### Boundary labeling items:
○ ○ ○ ○ ○

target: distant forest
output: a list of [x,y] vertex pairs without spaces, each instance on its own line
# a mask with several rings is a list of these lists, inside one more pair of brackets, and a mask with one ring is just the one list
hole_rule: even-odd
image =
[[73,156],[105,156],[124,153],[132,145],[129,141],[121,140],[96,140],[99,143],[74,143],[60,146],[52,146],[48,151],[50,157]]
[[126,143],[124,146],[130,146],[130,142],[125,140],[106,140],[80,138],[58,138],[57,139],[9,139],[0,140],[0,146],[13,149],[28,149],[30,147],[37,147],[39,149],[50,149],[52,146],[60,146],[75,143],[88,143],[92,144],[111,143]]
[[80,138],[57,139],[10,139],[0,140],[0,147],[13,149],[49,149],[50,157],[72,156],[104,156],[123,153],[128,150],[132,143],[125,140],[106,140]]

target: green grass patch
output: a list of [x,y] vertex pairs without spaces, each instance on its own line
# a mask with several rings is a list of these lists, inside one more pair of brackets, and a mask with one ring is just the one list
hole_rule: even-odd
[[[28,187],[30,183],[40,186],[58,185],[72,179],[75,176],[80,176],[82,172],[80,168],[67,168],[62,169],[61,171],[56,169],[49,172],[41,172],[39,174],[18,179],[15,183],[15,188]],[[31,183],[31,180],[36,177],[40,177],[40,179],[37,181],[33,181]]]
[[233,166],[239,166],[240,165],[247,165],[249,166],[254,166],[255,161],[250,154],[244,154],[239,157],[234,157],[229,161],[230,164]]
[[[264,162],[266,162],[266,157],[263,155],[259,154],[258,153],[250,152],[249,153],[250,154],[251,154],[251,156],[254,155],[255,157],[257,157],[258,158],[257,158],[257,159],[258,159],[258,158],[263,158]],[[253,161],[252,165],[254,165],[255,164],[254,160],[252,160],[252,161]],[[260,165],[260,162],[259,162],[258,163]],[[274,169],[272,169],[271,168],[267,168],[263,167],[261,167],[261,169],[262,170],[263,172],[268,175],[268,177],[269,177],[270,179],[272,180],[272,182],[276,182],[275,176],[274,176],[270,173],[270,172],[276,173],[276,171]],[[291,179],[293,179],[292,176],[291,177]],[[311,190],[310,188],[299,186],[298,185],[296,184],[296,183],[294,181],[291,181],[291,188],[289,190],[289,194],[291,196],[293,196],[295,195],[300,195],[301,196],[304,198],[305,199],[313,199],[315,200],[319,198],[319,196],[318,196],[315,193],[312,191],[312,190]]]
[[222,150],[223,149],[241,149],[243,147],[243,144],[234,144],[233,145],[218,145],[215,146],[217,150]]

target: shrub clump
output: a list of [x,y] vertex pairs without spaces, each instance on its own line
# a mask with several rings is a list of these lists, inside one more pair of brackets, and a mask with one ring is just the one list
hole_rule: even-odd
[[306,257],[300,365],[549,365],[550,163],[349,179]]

○ ○ ○ ○ ○

### STATED GOAL:
Rename "hole_rule" to "fill_rule" everywhere it appears in the entries above. Reproduce the entries with no other changes.

### FULL ANSWER:
target: distant forest
output: a list of [x,y] vertex pairs without spaces, each instance on its own line
# a mask with several rings is a list of these lists, inside one more pair of brackets, and a mask with one ring is just the one list
fill_rule: even-odd
image =
[[73,156],[105,156],[124,153],[132,145],[129,141],[121,140],[96,140],[99,143],[74,143],[60,146],[52,146],[48,151],[50,157]]
[[126,143],[124,146],[130,146],[130,142],[125,140],[106,140],[80,138],[58,138],[57,139],[9,139],[0,140],[0,146],[13,149],[28,149],[30,147],[37,147],[39,149],[50,149],[52,146],[60,146],[75,143],[88,143],[92,144],[111,143]]
[[80,138],[57,139],[10,139],[0,140],[0,147],[13,149],[49,149],[50,157],[72,156],[104,156],[123,153],[128,150],[132,143],[125,140],[106,140]]

target: green grass patch
output: a list of [x,y] vertex pairs without spaces, each instance on its own line
# a mask with several rings is a list of these lists, inside one more pair of brackets, and a mask with one ring is just the one list
fill_rule: even-odd
[[[28,187],[30,183],[40,186],[58,185],[72,179],[75,176],[80,176],[82,172],[80,168],[67,168],[62,169],[61,171],[56,169],[49,172],[41,172],[39,174],[18,179],[15,183],[15,188]],[[31,183],[31,180],[36,177],[40,177],[40,179],[37,181],[33,181]]]
[[233,166],[239,166],[240,165],[247,165],[249,166],[254,166],[255,161],[250,154],[244,154],[239,157],[234,157],[229,161],[230,164]]
[[[264,162],[266,162],[266,157],[263,155],[259,154],[258,153],[250,152],[249,153],[250,154],[251,154],[251,156],[254,155],[255,157],[257,157],[258,158],[257,158],[257,159],[258,159],[258,158],[263,158]],[[253,161],[252,165],[254,165],[255,164],[254,160],[252,160],[252,161]],[[260,165],[260,162],[259,162],[258,163]],[[274,169],[272,169],[271,168],[267,168],[263,167],[261,167],[261,169],[262,170],[263,172],[268,175],[268,177],[269,177],[270,179],[272,180],[272,182],[276,182],[275,176],[274,176],[270,173],[270,172],[276,173],[276,171]],[[291,179],[293,179],[292,176],[291,177]],[[311,190],[310,188],[299,186],[298,185],[296,184],[296,183],[294,181],[291,181],[291,188],[289,190],[289,194],[291,196],[293,196],[295,195],[300,195],[301,196],[304,198],[305,199],[313,199],[315,200],[319,198],[319,196],[318,196],[315,193],[312,191],[312,190]]]
[[222,150],[223,149],[241,149],[243,147],[243,144],[234,144],[233,145],[218,145],[215,146],[217,150]]

target: shrub clump
output: a list of [x,y] vertex pairs without spaces, each instance on its own line
# a mask with several rings is a list of these lists, inside one more pair of brackets, and a mask with one ring is just the one list
fill_rule: even-odd
[[306,257],[300,365],[549,365],[550,163],[349,179]]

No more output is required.